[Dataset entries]
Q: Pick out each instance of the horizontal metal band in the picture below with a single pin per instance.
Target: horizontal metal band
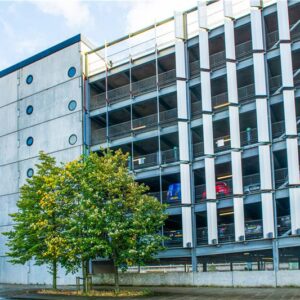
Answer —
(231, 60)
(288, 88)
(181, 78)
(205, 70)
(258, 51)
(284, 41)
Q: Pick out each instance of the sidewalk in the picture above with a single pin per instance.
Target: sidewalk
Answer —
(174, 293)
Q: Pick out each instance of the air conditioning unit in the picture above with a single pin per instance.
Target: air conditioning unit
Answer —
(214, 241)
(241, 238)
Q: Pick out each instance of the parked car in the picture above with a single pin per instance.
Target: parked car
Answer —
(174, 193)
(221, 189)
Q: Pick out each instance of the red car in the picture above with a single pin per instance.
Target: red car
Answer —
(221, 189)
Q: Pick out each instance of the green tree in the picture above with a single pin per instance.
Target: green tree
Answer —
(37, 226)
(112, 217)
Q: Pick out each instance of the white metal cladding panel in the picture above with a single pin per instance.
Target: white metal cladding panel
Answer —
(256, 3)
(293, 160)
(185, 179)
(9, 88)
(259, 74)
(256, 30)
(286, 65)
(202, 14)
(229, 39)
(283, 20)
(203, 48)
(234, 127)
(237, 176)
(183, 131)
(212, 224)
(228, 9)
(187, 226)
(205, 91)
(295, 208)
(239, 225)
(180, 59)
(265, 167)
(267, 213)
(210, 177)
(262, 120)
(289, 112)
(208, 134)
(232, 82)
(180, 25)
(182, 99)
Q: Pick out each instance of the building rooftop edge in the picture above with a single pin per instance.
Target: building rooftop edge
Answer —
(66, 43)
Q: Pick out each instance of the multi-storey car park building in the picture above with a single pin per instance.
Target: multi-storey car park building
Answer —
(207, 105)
...
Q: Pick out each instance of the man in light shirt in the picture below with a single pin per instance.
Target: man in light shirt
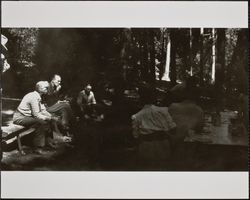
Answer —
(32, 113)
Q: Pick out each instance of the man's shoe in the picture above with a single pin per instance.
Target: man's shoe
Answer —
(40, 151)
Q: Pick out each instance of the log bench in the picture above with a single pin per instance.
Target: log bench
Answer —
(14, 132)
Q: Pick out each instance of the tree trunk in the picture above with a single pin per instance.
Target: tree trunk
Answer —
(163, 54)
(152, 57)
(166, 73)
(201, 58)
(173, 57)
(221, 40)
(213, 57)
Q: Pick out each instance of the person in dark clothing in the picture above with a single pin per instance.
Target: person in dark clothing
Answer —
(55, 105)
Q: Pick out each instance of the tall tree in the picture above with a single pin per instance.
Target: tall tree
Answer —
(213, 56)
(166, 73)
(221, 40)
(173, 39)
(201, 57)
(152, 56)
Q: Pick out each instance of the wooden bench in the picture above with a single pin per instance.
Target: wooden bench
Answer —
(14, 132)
---
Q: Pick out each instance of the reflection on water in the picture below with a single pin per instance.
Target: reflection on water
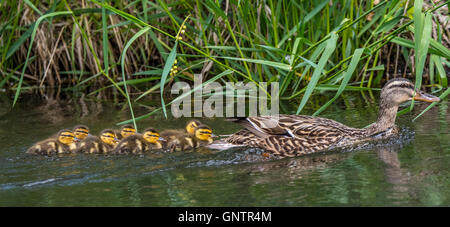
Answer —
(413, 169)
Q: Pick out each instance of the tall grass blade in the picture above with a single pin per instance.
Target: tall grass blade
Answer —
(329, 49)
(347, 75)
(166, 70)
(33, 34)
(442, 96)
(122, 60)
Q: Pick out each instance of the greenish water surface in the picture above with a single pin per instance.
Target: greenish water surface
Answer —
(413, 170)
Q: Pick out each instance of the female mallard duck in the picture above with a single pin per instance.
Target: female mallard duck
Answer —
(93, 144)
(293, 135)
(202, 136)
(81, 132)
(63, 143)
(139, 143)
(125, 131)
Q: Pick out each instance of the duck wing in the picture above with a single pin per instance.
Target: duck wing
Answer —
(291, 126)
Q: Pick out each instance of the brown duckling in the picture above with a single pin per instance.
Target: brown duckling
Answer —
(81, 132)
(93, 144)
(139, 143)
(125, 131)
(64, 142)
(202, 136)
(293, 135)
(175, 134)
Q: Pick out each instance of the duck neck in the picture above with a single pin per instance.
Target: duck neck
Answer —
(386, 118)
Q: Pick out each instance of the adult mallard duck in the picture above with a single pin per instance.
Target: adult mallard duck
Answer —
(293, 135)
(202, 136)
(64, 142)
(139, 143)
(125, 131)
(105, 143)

* WHAT TO WORK ON *
Check which lines of the entries hold the word "person", then please give only how many there are.

* TASK OUTPUT *
2